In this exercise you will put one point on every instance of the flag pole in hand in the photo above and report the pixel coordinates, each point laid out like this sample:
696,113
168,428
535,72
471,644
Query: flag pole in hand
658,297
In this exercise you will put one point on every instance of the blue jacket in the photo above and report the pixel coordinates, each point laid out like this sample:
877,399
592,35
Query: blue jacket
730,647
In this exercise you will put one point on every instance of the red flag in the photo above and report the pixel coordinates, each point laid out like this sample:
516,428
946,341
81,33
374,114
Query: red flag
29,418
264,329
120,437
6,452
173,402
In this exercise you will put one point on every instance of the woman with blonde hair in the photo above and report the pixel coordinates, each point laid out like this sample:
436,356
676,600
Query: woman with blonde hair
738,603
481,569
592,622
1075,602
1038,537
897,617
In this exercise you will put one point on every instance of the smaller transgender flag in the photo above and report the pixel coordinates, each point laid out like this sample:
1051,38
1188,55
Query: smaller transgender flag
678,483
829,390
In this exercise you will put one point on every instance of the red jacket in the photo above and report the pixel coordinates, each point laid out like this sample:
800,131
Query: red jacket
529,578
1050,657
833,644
* * *
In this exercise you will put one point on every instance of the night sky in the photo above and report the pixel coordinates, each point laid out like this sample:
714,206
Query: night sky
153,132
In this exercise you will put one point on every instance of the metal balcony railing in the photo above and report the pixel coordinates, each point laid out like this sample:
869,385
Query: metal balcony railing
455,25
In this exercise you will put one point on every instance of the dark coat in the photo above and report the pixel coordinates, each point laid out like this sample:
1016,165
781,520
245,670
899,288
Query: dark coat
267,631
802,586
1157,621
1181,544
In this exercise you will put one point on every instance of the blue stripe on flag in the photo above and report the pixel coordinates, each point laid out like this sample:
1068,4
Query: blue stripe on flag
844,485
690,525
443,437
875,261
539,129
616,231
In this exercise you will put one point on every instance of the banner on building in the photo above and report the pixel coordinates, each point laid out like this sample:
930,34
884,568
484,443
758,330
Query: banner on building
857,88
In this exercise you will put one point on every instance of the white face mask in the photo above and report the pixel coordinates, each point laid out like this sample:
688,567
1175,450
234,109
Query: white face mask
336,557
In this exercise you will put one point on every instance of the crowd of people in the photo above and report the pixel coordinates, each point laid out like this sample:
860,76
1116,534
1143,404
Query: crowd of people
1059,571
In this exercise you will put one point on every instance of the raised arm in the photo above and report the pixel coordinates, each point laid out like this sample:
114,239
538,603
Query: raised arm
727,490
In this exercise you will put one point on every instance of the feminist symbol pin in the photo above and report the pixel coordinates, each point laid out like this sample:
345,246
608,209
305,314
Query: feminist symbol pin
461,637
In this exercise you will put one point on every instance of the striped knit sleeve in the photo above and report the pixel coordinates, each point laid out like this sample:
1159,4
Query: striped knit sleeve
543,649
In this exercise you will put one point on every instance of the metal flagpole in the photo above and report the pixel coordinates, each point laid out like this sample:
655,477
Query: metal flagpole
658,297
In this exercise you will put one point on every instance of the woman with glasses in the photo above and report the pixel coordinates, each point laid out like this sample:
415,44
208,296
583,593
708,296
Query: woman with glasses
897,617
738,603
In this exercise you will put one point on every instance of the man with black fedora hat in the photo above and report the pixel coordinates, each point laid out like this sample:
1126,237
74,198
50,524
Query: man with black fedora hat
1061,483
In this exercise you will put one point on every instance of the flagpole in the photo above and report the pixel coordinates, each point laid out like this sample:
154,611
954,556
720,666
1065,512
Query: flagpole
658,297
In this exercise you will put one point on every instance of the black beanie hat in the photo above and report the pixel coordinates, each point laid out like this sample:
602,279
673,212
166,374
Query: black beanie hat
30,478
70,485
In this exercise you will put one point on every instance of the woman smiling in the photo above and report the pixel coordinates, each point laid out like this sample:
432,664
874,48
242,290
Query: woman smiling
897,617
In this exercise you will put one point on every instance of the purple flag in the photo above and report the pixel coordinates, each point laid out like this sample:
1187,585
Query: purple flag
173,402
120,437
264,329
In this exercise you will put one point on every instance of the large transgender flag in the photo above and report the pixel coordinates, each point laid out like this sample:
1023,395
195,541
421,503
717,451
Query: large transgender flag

AUFGABE:
Gib alles von der Zeile mit „of the purple“ bis hinunter zur Zeile mit „Query: large transgender flag“, beide eingeschlossen, als nummerierte Liste wieder. Leerzeilen lässt du dabei weg.

SCHRIFTLICHE ANTWORT:
1. In this exercise you will put one point on every instance of the purple flag in the photo above and report the pixel coordinates, each point laid out like this sample:
2. 1187,585
3. Query: purple flag
4. 173,402
5. 120,437
6. 264,329
7. In this exercise you will put one point on every instance of the large transgender flag in the photo above and report the pixel coordinates, each point laid out like this sample:
8. 1023,395
9. 195,541
10. 421,503
11. 717,451
12. Query: large transgender flag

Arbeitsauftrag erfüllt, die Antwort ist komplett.